● WHAT IS EXPECTED: Before copying, set the images aside; then transcribe every entry below exactly.

● Saved data entries:
↓↓↓

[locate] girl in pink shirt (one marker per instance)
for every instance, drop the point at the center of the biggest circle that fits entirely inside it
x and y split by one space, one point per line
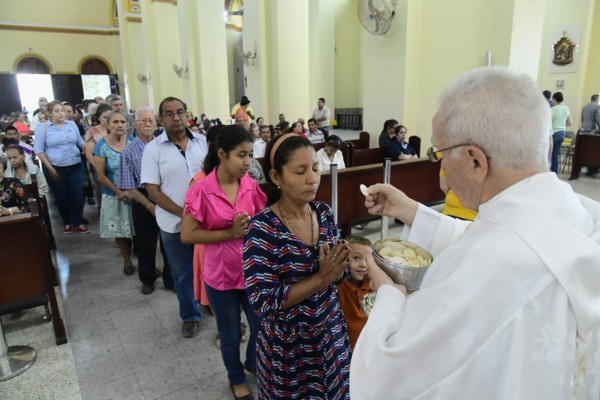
217 211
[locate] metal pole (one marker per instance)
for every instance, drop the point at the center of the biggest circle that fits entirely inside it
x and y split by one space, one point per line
14 360
387 172
333 177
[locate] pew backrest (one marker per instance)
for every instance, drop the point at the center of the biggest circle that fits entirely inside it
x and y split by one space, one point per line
362 157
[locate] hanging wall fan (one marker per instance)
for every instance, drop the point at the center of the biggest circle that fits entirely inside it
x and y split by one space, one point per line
376 15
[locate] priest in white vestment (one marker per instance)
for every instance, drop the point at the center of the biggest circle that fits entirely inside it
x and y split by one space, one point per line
510 307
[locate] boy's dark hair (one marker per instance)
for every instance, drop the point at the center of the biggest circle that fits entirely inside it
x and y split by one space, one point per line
359 240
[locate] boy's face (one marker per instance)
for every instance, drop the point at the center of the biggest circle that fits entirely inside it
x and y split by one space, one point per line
359 254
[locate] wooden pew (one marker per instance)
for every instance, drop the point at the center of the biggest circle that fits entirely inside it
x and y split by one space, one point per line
419 179
587 153
25 271
367 156
362 157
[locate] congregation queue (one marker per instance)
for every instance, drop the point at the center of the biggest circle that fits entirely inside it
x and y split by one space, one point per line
279 258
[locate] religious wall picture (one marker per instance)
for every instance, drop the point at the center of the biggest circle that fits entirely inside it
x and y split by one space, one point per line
564 51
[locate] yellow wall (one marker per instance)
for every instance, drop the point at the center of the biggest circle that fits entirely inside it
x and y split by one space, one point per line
257 74
445 40
232 38
347 55
574 12
591 83
132 53
63 50
321 54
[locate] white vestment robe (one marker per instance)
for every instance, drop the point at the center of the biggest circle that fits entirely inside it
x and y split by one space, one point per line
509 309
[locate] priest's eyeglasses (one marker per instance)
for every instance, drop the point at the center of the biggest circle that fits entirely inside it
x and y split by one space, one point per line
434 154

↑↑↑

● YOUR SOLUTION:
[locate] girl in pink shirt (one marker per instance)
for every instance, drop the point at the center of the biggest circle that fits entirely inside it
x and y split by one space, one point per line
217 211
[locate] metal pole (one marker per instance)
for every instance, drop the point at the center of the biggest circle that fits entirely inside it
x and y split by one space, one point per line
14 360
387 172
333 177
[locate] pew backrest (one marker per instance)
for every instance, drop the point at the center of the biggest circle that fits entirely inside it
x and y split by one space, one point per line
362 157
[locate] hanging wall fan (one marker per instance)
for every instance, drop the point at the center of the biggest circle that fits entirely inside it
x and y split by one space, one point per line
376 15
[locate] priest in white vestment (one marker per instance)
for every instance, drop the point at the center of the biggest circle that fits entirely inside it
x and y split by one space, one point per line
510 307
[locate] boy's dark hair (one marker per instance)
for every instance, drop the point at the center of the biggest circle that fits entirely inside it
x and y split by one space, one point per line
359 240
[locate] boy's face (one marker per instance)
for every instance, drop the point at the center of the biggest circle that fits entirely inside it
x and y split by one space, one point per line
359 254
[locate] wooden pew (one marker per instance)
for every instance, drop the point at the center of the biggest circle that fits entirely inside it
x and y split by one space, one point per line
419 179
587 153
25 271
367 156
362 157
[locate] congregation queue (one marker per instance)
for every instance, drop the point at the center of the biggest circle that fits entirely inside it
x and y split by one space, one point per line
279 258
[locate] religious wall picture (one marker per instance)
for every instance, drop the point at the center of the biggest circle that fits entirely inside it
x and y split by one space, one point per line
564 51
[locate] yellow wall (one marker per instance)
for every instance, drop the point at the center of the biggest circle that fits entirely inside it
x and y split by one space, one point per line
257 74
445 40
232 38
347 55
574 12
591 83
132 53
63 50
321 54
[locate] white vestment robe (one marker per instance)
for every instance, drop the point at the center of the biggest circle that fits entirely inside it
x and y split by one space, one point per line
509 309
[locate] priest's eyeglasses (one marker per instance)
for every instance, drop the point at the center of the biggest circle that fits entirely inside it
x and y split by one space, one point per line
434 154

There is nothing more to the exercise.